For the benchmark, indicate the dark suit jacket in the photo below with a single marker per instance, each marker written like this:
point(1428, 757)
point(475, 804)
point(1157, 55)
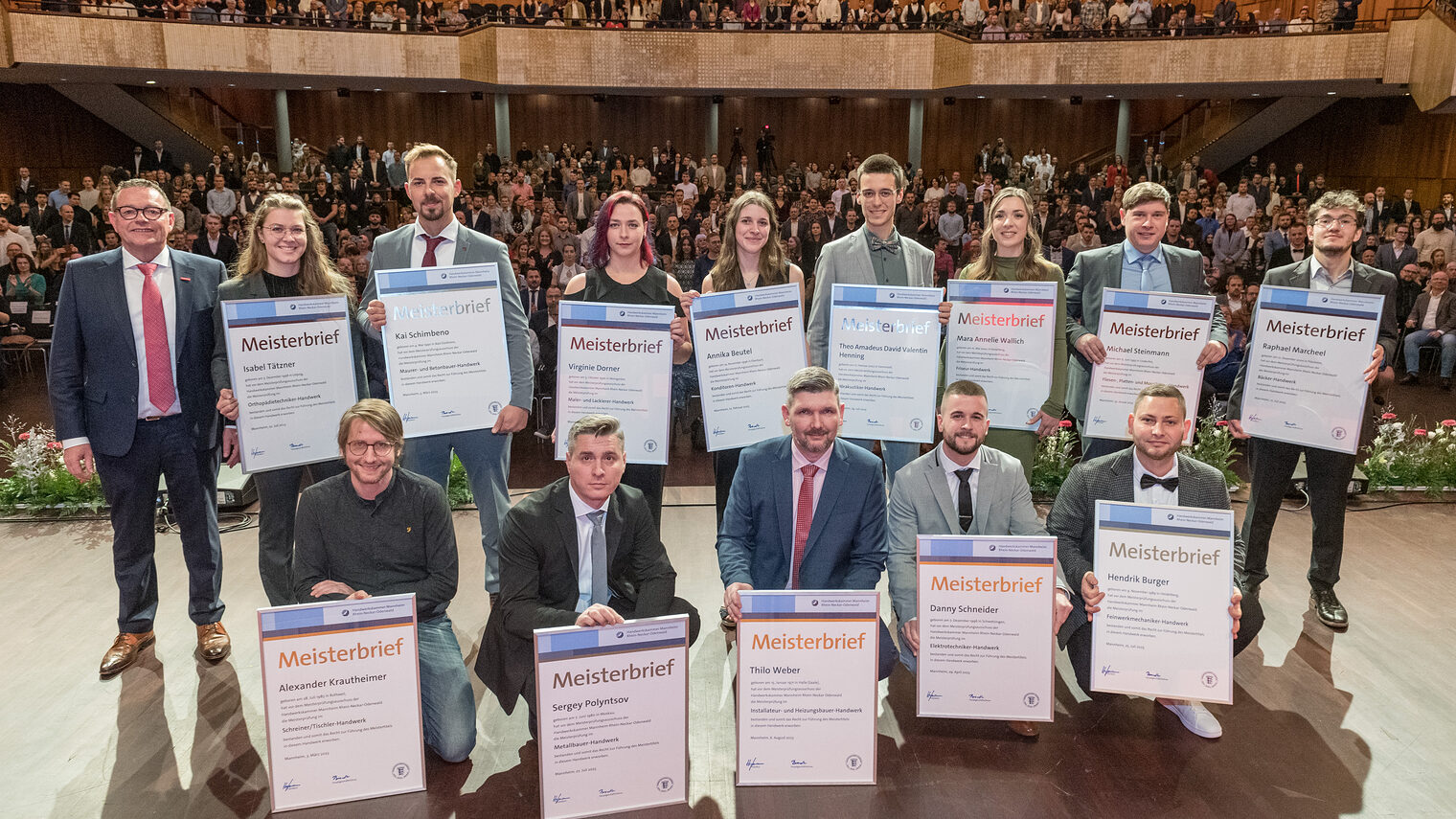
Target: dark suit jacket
point(1074, 516)
point(94, 355)
point(1368, 280)
point(226, 252)
point(539, 569)
point(848, 539)
point(81, 235)
point(1100, 268)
○ ○ ○ ○ ○ ○ ○
__EXERCISE TASK__
Reproduce the data above line for line without any changes, but omit the pictures.

__WRITTEN REPLY__
For the benchmark, indicate the dark suit jacket in the photo below with a single marker per instance, each marker written like this:
point(1428, 757)
point(475, 804)
point(1157, 55)
Target: dark suit jacket
point(1074, 516)
point(94, 355)
point(1368, 280)
point(226, 252)
point(539, 569)
point(848, 539)
point(81, 235)
point(1100, 268)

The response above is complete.